Excerpt:
[Start]

Reducing Dark Circles Under Eyes

Although you don’t see this on the cover of magazines, most people have dark circles under their eyes. In fact, as long as your subject isn’t four years old, it’s almost a certainty that they’re going to have some kind of dark circles under their eyes. And, depending on the lighting you use, you can make them less noticeable, or more so, but they’re almost always there. Here’s not only how to reduce or remove them, but how to deal with one of the most annoying side effects of using the Healing Brush (or the Patch tool) to do this type of retouch.

Step One.
Open a photo that has dark circles beneath the eyes that you want to lessen (you have to choose whether you want to reduce them or remove them all together. You’ll have to make the call based on the subject’s age—if they’re over 30, just reduce them).

Step Two.
Start by zooming in on the eye area and then pressing Command-J (PC: Ctrl-J) to duplicate the Background layer (so we’re working on a copy of the Background. This is important, because we’re going to use this layer to control the amount of removal later on). Get the Healing Brush tool (press Shift-J until you have it) and, in the Options Bar, choose a small, hard-edged brush from the Brush Picker, and make sure the Sample pop-up menu is set to Current Layer. Now, totally remove the dark areas by Option-clicking (PC: Alt-clicking) in a nearby area that has kind of the same skin tone as where the dark areas are (usually just below the dark area). Then, paint over the dark areas (and wrinkles) to get completely rid of them as best you can (as seen here). It looks a little artificial at this point (though, you see this look on magazine covers all the time), but we’ll adjust that later. For now, just remove the dark areas.

Step Three.

[End]

Given task A:
Answer these from the tutorial on reducing dark circles under the eyes:
(i) What key combination duplicates the Background layer on a PC?
(ii) Above what age should the subject's dark circles only be reduced rather than removed?
(iii) What should the Sample pop-up menu be set to?
Given task B:
Reproduce word for word the passage of the tutorial on reducing dark circles under the eyes starting at "Open a photo" and ending at "just reduce them).".

Dataset extract:
[Start]

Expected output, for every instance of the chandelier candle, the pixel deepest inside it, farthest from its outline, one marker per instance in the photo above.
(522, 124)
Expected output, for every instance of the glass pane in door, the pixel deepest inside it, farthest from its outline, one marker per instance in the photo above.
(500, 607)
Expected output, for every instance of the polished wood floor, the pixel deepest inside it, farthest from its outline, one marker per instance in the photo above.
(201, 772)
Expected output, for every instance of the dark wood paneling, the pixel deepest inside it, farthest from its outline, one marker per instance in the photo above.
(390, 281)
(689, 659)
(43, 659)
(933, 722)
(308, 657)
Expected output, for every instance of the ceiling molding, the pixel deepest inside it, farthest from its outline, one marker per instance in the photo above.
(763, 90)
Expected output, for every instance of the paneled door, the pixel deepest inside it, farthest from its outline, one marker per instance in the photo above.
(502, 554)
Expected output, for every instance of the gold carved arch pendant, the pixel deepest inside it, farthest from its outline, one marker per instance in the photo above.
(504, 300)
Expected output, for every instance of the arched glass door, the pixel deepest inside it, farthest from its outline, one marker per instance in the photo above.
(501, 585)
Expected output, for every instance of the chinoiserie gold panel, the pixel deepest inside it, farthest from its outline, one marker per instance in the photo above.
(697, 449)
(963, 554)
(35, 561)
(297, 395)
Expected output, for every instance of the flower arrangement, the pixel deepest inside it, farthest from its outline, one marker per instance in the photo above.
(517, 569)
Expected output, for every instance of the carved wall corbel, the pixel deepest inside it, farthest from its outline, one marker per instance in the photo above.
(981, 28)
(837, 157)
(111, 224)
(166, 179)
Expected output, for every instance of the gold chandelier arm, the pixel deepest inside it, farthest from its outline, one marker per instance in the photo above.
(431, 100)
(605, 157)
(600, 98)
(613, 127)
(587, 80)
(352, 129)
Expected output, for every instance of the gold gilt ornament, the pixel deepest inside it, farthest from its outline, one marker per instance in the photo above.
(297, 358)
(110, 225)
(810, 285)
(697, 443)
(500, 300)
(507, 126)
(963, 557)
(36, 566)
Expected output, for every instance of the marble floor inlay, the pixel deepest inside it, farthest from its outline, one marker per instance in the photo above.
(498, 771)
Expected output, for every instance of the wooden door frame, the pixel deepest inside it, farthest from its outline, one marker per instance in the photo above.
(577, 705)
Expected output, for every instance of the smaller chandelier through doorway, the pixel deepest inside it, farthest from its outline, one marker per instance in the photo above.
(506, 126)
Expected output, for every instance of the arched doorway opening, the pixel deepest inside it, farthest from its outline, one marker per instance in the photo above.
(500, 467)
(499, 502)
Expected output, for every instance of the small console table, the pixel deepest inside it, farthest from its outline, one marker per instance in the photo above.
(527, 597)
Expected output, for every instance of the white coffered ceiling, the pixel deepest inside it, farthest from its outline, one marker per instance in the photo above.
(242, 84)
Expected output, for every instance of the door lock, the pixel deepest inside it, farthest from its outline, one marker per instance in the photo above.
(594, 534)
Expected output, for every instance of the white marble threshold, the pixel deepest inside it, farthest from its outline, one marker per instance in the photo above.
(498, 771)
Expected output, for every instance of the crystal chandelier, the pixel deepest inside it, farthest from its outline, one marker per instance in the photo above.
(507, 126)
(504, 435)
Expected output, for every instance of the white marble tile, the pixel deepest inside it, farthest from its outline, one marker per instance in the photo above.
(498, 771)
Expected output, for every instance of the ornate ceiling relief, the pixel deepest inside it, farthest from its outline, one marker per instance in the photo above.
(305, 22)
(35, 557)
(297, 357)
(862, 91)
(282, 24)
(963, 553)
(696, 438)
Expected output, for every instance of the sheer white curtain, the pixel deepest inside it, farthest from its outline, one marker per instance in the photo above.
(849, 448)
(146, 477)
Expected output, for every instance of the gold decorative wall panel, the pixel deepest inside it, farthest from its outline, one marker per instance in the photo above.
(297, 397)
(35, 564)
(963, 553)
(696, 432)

[End]

Full output A:
(i) Ctrl-J
(ii) Over 30
(iii) Current Layer

Full output B:
Open a photo that has dark circles beneath the eyes that you want to lessen (you have to choose whether you want to reduce them or remove them all together. You’ll have to make the call based on the subject’s age—if they’re over 30, just reduce them).